**Extracted data**:

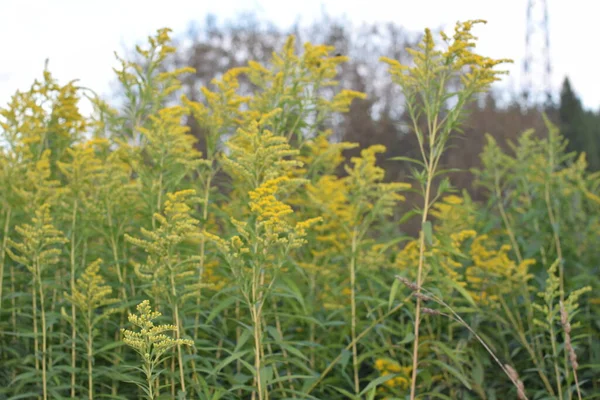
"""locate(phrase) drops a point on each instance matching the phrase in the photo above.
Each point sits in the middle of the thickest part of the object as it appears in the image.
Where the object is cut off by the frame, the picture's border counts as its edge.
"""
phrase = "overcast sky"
(79, 36)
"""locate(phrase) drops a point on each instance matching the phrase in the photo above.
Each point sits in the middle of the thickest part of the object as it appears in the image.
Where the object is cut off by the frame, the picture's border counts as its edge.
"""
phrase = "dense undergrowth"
(272, 267)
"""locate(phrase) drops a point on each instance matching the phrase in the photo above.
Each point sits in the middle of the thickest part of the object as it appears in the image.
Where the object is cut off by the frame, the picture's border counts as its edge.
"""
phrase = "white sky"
(79, 36)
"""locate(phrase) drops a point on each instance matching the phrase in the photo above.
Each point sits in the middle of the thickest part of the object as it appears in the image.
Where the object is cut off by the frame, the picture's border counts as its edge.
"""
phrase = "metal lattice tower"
(537, 69)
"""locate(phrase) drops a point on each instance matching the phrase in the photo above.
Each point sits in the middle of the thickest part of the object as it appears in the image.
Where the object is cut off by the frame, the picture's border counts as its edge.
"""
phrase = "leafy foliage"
(271, 259)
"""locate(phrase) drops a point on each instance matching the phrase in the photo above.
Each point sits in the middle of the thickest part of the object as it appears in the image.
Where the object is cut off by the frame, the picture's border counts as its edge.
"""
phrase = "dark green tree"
(579, 126)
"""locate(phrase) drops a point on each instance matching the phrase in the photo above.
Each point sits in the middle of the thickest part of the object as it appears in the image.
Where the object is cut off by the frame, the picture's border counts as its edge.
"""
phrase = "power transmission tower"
(537, 68)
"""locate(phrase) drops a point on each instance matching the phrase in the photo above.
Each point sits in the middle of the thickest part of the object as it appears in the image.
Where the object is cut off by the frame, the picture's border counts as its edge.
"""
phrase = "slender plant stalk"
(256, 321)
(3, 253)
(530, 350)
(44, 336)
(73, 308)
(202, 254)
(415, 356)
(90, 354)
(353, 307)
(283, 350)
(356, 340)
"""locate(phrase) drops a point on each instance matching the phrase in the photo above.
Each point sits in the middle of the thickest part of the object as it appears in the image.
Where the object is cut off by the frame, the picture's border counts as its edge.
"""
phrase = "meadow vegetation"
(272, 266)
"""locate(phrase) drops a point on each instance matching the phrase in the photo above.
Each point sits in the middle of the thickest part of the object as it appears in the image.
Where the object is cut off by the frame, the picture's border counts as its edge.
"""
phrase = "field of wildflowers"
(273, 266)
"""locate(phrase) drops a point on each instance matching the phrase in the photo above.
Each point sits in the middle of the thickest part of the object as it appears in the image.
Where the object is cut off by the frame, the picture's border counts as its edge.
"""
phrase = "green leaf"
(408, 159)
(462, 291)
(428, 232)
(453, 371)
(393, 292)
(376, 382)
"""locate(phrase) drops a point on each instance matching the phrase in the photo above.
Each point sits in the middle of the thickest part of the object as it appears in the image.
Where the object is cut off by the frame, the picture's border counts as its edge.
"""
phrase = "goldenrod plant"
(436, 100)
(273, 253)
(151, 344)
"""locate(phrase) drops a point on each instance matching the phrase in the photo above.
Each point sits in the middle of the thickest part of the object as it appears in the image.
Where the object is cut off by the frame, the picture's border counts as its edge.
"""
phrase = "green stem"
(353, 307)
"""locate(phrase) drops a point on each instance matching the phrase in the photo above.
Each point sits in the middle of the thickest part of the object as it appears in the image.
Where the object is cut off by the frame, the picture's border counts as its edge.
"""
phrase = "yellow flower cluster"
(150, 342)
(271, 215)
(472, 260)
(386, 367)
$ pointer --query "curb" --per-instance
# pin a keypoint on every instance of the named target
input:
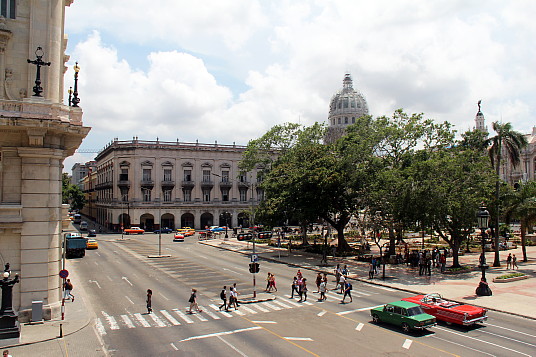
(371, 282)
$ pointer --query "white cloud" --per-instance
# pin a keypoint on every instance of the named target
(229, 70)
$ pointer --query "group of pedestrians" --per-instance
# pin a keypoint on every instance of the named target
(511, 262)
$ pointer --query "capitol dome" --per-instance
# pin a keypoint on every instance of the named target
(346, 106)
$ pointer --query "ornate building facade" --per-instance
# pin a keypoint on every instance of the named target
(155, 184)
(37, 132)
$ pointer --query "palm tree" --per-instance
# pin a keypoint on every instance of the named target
(522, 206)
(509, 142)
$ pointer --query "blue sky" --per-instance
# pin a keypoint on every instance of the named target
(229, 70)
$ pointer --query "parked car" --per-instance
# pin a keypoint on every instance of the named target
(186, 231)
(134, 230)
(405, 314)
(92, 244)
(178, 237)
(164, 230)
(449, 311)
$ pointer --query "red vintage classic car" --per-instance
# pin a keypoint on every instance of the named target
(449, 311)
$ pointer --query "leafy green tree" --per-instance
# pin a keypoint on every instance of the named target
(509, 142)
(521, 205)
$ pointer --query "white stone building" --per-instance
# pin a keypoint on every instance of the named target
(36, 134)
(185, 184)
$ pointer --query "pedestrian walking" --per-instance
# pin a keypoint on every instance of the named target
(149, 301)
(318, 282)
(193, 302)
(322, 288)
(514, 263)
(347, 292)
(68, 287)
(223, 297)
(303, 290)
(233, 298)
(294, 288)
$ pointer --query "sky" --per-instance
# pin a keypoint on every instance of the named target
(227, 71)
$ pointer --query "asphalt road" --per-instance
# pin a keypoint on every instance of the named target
(115, 278)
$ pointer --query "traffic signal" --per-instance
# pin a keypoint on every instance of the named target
(254, 267)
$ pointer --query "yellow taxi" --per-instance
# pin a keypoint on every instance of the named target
(186, 231)
(92, 244)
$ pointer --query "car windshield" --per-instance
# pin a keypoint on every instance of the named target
(412, 311)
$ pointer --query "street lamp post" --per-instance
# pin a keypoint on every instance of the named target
(483, 221)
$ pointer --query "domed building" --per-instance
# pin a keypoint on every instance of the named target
(346, 106)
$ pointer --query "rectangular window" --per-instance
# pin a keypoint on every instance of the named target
(146, 175)
(206, 175)
(187, 194)
(146, 195)
(167, 195)
(187, 175)
(8, 8)
(225, 194)
(243, 195)
(167, 175)
(206, 195)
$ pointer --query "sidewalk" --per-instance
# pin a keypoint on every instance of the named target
(515, 298)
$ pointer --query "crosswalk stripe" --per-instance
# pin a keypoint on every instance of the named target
(127, 321)
(141, 320)
(183, 316)
(260, 308)
(111, 321)
(248, 309)
(224, 313)
(100, 327)
(158, 320)
(281, 304)
(170, 318)
(273, 307)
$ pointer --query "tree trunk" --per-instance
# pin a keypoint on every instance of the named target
(523, 239)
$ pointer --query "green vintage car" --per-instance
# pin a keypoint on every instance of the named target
(406, 314)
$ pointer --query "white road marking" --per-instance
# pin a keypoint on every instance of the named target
(125, 279)
(111, 321)
(407, 344)
(281, 304)
(273, 307)
(298, 338)
(260, 308)
(509, 329)
(233, 347)
(141, 320)
(248, 309)
(100, 327)
(459, 344)
(356, 310)
(96, 282)
(170, 318)
(221, 333)
(158, 321)
(477, 339)
(127, 321)
(183, 316)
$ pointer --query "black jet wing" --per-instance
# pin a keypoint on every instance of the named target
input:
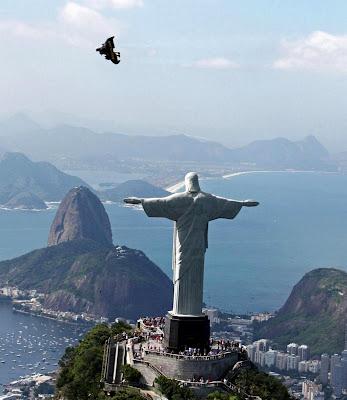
(107, 50)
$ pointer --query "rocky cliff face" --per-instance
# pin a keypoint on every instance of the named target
(84, 276)
(80, 215)
(81, 270)
(314, 314)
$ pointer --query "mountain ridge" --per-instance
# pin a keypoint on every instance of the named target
(64, 143)
(315, 310)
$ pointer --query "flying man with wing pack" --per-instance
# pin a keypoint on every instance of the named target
(107, 50)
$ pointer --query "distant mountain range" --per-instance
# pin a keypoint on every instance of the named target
(314, 314)
(65, 143)
(24, 182)
(133, 188)
(82, 271)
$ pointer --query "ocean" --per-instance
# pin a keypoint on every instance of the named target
(252, 262)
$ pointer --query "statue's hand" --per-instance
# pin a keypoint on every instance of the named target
(132, 200)
(250, 203)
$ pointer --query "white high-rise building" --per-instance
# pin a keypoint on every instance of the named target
(324, 369)
(312, 391)
(259, 358)
(251, 351)
(282, 361)
(293, 362)
(270, 358)
(304, 352)
(292, 349)
(302, 367)
(262, 345)
(336, 374)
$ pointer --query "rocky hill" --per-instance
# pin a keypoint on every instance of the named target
(136, 188)
(80, 216)
(19, 174)
(82, 271)
(314, 314)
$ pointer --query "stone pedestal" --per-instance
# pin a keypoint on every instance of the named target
(182, 332)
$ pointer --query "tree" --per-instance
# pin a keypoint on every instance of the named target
(172, 389)
(131, 375)
(80, 367)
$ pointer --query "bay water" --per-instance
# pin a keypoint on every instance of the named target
(252, 262)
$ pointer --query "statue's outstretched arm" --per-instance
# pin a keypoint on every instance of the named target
(132, 200)
(250, 203)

**What the task asks**: Pull every line containing the word "stone" out of the material and copy it.

**Solution to this task**:
$ pointer --query "white stone building" --per-instance
$ pointer --query "stone pedestal" --per-instance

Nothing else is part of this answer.